### What to do
Some lines of these records may hold the word "laptop"; state how many, using only the number.

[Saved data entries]

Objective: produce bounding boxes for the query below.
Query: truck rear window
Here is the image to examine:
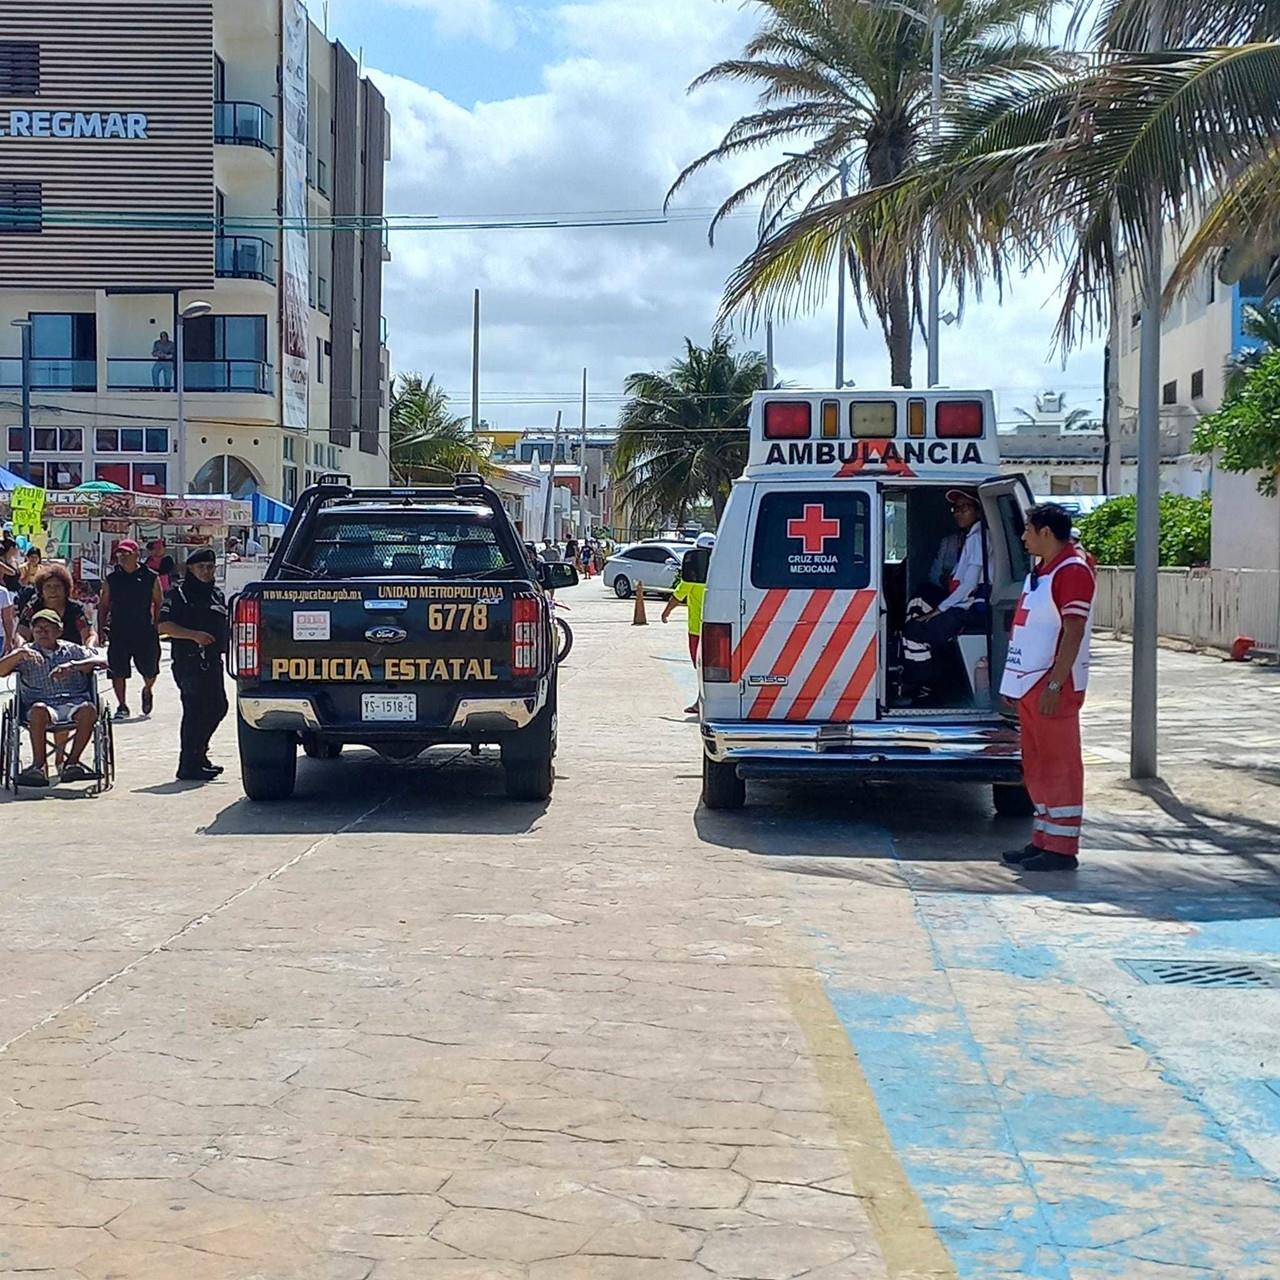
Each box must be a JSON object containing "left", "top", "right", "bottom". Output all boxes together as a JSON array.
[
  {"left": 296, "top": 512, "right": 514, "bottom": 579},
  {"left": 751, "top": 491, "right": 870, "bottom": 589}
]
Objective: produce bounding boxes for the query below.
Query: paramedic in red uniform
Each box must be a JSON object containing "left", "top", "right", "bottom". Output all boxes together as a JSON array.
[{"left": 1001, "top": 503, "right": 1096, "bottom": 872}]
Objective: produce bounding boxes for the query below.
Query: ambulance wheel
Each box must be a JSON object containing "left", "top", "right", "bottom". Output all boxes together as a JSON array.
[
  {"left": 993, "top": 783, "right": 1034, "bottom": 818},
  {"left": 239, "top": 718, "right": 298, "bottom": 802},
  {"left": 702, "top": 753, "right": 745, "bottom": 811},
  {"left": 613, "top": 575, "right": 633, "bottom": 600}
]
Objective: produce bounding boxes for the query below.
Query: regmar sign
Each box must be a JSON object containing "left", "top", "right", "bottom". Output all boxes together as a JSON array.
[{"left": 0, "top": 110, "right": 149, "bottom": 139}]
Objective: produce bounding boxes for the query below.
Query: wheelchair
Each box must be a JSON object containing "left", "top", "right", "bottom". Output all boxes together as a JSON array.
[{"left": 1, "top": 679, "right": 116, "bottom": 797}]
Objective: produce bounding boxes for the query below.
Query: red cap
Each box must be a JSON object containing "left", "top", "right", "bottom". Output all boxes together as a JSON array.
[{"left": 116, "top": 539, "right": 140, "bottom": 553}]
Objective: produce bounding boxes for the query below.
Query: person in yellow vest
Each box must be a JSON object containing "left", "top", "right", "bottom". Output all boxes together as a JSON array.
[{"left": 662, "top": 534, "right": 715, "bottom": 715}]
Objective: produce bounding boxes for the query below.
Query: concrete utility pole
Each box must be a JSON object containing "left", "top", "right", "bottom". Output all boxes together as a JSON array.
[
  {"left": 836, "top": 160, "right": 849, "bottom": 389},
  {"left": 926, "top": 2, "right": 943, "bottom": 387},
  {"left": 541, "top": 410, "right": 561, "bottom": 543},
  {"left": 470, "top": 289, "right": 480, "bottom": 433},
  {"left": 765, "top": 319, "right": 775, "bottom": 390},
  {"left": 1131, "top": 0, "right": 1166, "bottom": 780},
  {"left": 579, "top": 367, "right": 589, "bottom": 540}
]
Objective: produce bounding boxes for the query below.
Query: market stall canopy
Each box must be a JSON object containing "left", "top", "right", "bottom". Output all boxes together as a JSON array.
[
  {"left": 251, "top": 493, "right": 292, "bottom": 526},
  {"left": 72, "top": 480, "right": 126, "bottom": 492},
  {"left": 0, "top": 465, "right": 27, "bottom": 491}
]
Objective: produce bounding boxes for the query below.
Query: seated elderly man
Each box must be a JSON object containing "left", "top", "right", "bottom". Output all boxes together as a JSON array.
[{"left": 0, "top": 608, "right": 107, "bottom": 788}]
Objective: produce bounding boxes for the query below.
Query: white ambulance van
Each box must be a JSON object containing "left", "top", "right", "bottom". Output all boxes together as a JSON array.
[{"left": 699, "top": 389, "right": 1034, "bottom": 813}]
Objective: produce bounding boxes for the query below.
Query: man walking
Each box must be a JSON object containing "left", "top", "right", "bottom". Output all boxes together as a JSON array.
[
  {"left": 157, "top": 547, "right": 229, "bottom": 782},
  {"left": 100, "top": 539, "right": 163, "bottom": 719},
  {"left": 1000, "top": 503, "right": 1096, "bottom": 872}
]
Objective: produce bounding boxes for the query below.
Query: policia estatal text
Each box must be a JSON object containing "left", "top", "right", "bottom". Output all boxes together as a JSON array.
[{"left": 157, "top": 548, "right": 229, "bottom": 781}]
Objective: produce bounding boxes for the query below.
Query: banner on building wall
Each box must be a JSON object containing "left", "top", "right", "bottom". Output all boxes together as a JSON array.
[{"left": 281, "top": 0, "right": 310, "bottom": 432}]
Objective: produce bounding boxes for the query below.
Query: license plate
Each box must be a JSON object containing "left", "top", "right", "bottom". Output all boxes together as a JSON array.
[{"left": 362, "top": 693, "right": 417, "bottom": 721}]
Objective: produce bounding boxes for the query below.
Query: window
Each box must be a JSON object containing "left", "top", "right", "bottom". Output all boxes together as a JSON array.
==
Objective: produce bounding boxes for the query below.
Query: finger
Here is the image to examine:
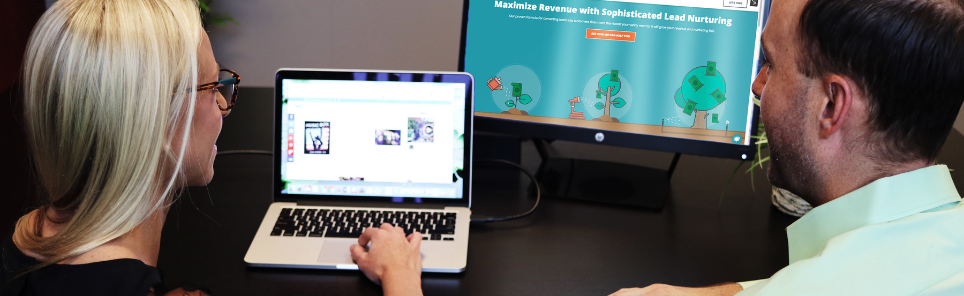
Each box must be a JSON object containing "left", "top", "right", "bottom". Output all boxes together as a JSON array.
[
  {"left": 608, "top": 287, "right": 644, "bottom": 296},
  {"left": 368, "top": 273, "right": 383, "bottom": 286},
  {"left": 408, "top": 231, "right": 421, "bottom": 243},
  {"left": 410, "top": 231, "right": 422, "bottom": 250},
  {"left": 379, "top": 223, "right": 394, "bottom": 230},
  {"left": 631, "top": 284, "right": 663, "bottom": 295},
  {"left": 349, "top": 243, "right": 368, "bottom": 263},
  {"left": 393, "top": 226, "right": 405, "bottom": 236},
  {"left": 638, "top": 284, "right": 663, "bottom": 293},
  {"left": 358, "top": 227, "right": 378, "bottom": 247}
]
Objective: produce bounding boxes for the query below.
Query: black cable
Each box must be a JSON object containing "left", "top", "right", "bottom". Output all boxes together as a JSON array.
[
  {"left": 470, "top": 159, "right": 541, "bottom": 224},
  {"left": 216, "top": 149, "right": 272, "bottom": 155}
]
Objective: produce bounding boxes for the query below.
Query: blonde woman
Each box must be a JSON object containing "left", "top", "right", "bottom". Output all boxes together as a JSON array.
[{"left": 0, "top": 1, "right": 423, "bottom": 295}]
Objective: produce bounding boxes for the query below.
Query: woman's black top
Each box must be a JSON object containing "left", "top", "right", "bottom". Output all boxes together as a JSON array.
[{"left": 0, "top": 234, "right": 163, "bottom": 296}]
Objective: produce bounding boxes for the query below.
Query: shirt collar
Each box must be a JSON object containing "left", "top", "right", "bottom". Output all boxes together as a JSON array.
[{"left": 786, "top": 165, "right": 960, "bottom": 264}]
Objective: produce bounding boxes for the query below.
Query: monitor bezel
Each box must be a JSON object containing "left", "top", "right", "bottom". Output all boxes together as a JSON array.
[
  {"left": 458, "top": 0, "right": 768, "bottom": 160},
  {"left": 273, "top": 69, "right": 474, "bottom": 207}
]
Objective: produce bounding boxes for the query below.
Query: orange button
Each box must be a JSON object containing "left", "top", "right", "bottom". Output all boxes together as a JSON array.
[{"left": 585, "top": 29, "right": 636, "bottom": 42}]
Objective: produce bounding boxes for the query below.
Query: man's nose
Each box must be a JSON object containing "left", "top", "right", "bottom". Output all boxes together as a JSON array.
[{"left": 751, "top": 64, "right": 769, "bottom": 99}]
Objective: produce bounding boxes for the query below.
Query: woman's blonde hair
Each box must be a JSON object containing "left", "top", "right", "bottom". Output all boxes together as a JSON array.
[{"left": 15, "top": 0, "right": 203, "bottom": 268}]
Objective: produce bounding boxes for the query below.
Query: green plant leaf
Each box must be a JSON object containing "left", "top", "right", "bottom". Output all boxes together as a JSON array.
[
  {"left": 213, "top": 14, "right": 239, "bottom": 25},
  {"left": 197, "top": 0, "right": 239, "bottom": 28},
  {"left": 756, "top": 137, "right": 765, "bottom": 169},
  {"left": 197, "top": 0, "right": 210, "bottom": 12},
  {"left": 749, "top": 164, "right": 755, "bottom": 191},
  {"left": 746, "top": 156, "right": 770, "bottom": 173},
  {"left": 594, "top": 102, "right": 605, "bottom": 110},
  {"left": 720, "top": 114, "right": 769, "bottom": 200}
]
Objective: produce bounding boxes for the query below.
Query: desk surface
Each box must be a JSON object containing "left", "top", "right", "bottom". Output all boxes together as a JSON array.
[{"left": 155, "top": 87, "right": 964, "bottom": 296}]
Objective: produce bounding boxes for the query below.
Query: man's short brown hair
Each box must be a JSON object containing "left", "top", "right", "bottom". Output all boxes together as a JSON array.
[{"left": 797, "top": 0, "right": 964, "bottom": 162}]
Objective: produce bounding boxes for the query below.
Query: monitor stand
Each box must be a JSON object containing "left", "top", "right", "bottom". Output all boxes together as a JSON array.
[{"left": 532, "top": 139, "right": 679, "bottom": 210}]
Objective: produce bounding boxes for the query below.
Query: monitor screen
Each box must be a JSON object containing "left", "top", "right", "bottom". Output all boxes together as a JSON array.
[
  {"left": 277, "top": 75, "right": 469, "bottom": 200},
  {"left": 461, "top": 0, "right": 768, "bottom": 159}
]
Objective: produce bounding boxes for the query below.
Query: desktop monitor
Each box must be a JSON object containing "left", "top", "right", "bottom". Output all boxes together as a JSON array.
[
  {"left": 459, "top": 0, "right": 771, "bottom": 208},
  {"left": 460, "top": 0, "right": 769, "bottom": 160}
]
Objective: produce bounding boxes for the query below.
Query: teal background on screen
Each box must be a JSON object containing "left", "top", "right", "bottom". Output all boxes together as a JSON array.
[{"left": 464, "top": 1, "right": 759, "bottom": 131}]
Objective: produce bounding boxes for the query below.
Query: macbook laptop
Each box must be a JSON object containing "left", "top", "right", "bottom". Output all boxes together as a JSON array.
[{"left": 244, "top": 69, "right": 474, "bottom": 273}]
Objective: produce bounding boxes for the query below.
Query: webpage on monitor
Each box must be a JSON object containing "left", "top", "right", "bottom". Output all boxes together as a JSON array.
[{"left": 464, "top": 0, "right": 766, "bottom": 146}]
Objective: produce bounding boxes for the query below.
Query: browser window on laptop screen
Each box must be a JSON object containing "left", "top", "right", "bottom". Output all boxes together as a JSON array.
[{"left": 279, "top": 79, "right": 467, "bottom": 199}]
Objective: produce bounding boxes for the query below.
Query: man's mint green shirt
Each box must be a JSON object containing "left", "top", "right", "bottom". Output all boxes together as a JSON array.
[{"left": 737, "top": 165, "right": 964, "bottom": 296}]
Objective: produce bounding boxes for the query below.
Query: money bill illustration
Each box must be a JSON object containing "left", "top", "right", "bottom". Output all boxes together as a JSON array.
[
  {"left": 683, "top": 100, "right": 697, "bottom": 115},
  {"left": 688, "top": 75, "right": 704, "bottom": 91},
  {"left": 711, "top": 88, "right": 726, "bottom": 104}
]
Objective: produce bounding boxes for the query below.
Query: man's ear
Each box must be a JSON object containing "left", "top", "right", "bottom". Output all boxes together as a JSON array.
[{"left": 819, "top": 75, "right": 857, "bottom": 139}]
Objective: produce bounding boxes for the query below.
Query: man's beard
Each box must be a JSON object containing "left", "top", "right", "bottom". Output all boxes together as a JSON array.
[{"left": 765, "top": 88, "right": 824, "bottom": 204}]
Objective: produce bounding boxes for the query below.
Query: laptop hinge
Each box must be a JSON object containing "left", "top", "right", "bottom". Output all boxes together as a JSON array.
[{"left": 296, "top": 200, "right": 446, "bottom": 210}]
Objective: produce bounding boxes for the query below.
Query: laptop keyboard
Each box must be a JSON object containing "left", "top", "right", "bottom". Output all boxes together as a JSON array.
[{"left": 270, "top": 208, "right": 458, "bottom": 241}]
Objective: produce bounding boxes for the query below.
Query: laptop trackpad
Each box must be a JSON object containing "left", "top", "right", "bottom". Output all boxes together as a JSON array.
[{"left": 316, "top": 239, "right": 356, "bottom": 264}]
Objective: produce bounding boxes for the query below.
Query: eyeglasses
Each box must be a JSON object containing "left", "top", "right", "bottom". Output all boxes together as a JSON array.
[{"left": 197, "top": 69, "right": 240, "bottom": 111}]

### Response to the exercise
5